▶ _What the task asks_: Starting at the beginning of the entries and ending at the line that contains "x=104 y=860", can you write out every line again, requests included, with each coordinate in the answers offset by 11? Keep the sample dots inside the requests as they are, and leave the pictures out.

▶ _Source material_:
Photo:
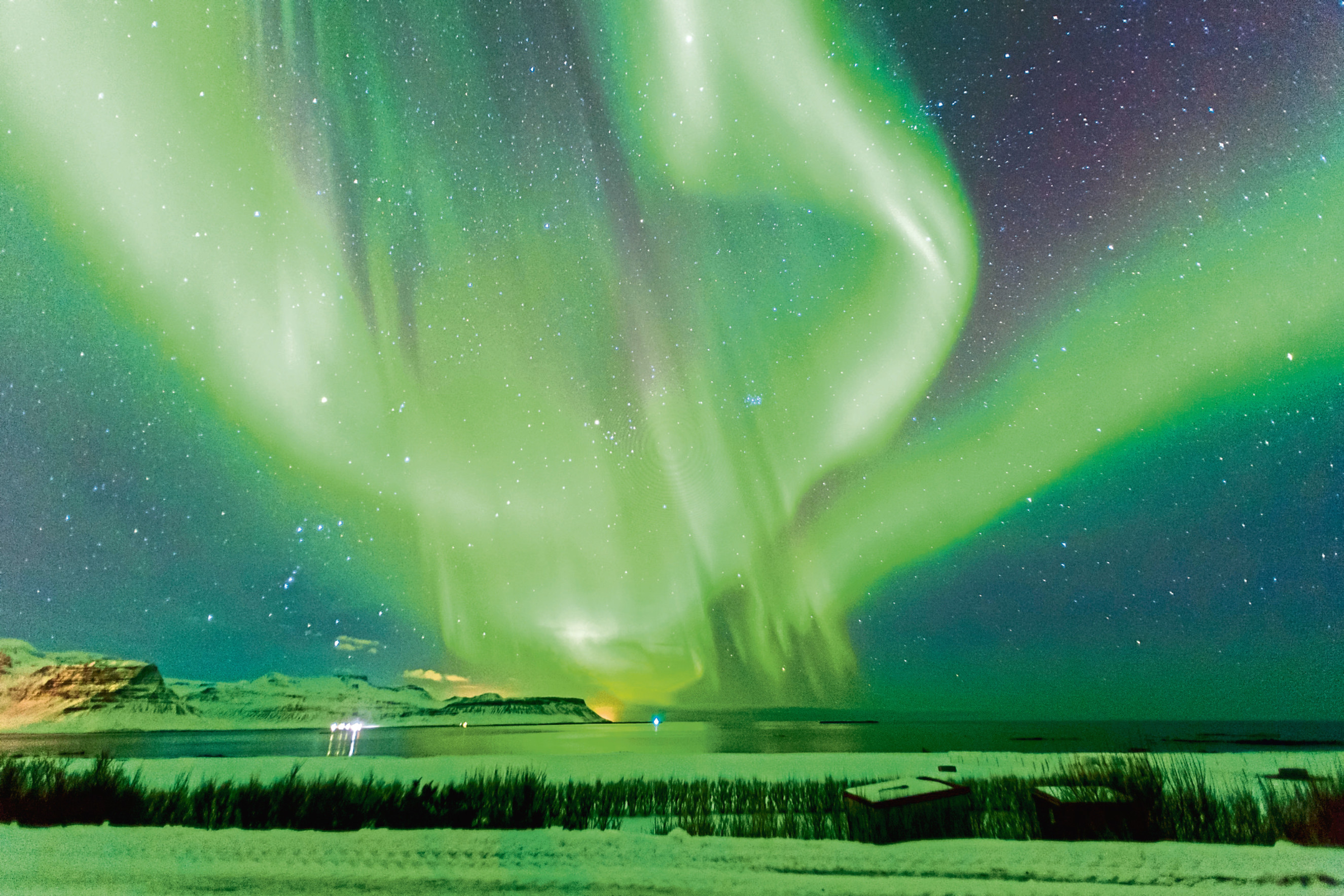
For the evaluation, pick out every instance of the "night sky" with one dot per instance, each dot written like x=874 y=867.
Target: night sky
x=976 y=362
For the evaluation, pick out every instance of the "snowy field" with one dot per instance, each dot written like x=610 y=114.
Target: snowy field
x=114 y=862
x=178 y=860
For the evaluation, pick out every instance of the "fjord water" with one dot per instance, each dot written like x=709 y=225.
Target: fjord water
x=726 y=734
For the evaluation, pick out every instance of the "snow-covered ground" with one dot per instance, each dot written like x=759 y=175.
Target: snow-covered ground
x=73 y=862
x=111 y=862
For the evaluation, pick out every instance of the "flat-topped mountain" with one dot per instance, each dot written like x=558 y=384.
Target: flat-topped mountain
x=75 y=691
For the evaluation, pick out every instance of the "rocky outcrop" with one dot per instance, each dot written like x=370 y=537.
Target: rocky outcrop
x=519 y=710
x=86 y=692
x=121 y=694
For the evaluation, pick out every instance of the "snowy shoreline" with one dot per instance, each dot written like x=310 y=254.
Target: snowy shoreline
x=76 y=860
x=1229 y=767
x=104 y=860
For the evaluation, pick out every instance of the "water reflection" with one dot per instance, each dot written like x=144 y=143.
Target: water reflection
x=687 y=738
x=343 y=734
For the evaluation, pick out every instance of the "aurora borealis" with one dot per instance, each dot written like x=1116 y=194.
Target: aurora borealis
x=723 y=354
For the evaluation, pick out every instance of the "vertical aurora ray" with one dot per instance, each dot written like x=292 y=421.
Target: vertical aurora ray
x=595 y=317
x=617 y=307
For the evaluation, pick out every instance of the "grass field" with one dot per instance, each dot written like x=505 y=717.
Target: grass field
x=1165 y=801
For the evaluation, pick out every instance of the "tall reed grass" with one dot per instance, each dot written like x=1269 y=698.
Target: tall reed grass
x=1170 y=800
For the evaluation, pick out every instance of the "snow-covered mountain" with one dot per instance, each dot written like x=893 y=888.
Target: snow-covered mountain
x=88 y=692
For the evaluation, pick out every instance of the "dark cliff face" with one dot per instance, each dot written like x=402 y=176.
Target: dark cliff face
x=92 y=687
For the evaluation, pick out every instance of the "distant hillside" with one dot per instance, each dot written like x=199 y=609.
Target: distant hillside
x=88 y=692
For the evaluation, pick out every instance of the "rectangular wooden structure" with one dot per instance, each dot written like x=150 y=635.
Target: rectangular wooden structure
x=907 y=809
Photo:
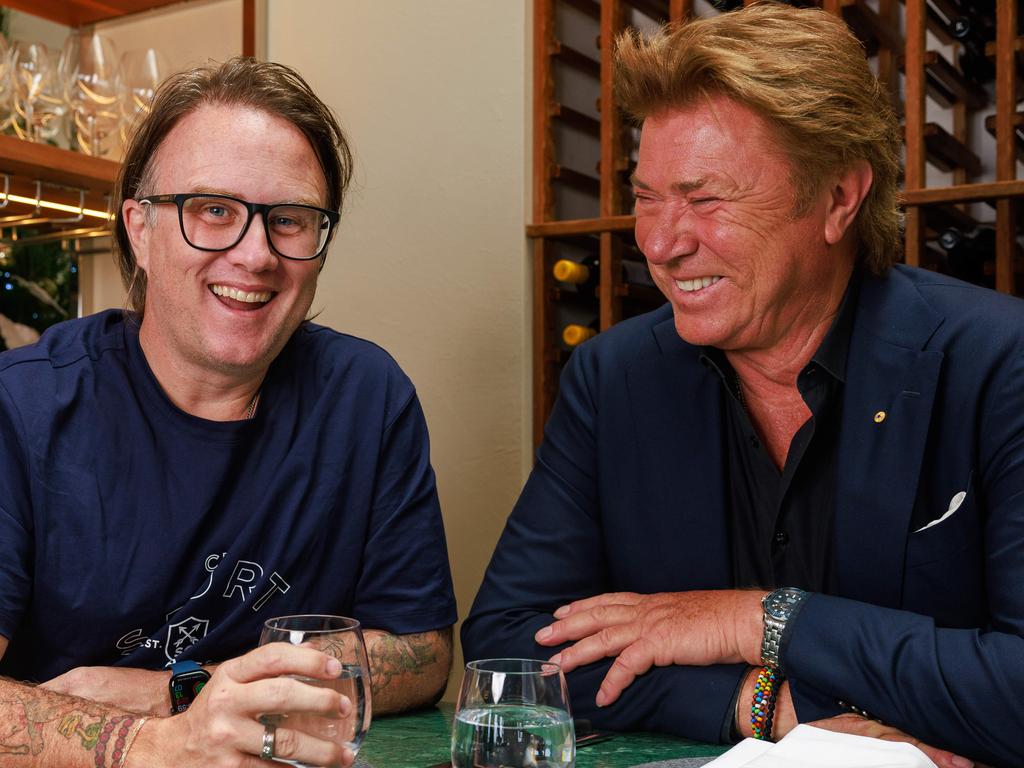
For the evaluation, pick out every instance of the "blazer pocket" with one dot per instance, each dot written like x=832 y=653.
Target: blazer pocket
x=954 y=534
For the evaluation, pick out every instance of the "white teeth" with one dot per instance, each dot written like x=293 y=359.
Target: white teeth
x=232 y=293
x=696 y=284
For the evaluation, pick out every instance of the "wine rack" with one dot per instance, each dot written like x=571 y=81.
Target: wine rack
x=954 y=70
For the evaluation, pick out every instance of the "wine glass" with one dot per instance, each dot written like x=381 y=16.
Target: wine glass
x=33 y=72
x=93 y=83
x=341 y=638
x=6 y=84
x=513 y=713
x=141 y=72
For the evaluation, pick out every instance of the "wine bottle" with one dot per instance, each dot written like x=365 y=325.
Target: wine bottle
x=574 y=333
x=966 y=254
x=973 y=32
x=586 y=273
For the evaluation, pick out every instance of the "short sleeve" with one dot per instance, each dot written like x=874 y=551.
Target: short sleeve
x=406 y=583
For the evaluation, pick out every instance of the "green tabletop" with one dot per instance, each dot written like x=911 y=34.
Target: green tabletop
x=422 y=739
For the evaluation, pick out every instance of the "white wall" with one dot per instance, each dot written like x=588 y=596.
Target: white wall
x=431 y=260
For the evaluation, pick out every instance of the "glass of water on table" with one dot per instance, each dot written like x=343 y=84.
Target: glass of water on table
x=513 y=713
x=341 y=638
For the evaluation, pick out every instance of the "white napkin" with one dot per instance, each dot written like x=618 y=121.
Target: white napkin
x=806 y=747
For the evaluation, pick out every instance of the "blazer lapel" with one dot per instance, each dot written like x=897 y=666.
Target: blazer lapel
x=676 y=404
x=887 y=409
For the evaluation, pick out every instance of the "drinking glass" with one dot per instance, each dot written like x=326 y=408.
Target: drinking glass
x=341 y=638
x=141 y=72
x=93 y=85
x=513 y=713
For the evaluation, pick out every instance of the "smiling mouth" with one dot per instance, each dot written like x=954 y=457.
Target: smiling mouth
x=236 y=299
x=252 y=297
x=697 y=284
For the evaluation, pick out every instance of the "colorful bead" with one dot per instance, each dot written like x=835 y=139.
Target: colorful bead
x=763 y=707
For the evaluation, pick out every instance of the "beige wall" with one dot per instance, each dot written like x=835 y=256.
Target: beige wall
x=431 y=261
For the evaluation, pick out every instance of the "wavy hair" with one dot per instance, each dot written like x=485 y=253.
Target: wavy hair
x=805 y=73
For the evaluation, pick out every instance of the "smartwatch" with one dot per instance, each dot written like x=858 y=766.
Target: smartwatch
x=779 y=606
x=187 y=679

▶ _Output for this task_:
Photo:
For the evaluation, pick out every instance of the "night sky" with one dot per instance, each dot written like x=874 y=867.
Target: night sky
x=987 y=373
For the evaluation, pick out every instance of the "snowy field" with one dot per instance, each dot written like x=610 y=114.
Target: snowy field
x=125 y=873
x=189 y=871
For the evaluation, pick out every instance of the "fjord water" with one dot per instance, each dot written like x=709 y=225.
Target: fjord water
x=737 y=745
For the evaluation, pick out every instance of the "snow-covered ground" with one dot per instance, each dot written like x=759 y=175.
Target: snow-covered ground
x=84 y=873
x=122 y=873
For the evaluation, pick out every instance of the "flat-topped mountain" with one dot per instance, each dot written like x=558 y=384.
Target: flat-topped mountain
x=86 y=702
For the evaluation, pick out every instance of the "rocky outcrop" with one dot per instance, each dot written like x=370 y=537.
Target: rocky outcrop
x=530 y=721
x=97 y=703
x=132 y=705
For the evaluation, pick out every instance of the "snowy shoreline" with one dot per instance, each dot written like x=310 y=254.
Target: snowy shoreline
x=87 y=871
x=1240 y=778
x=115 y=871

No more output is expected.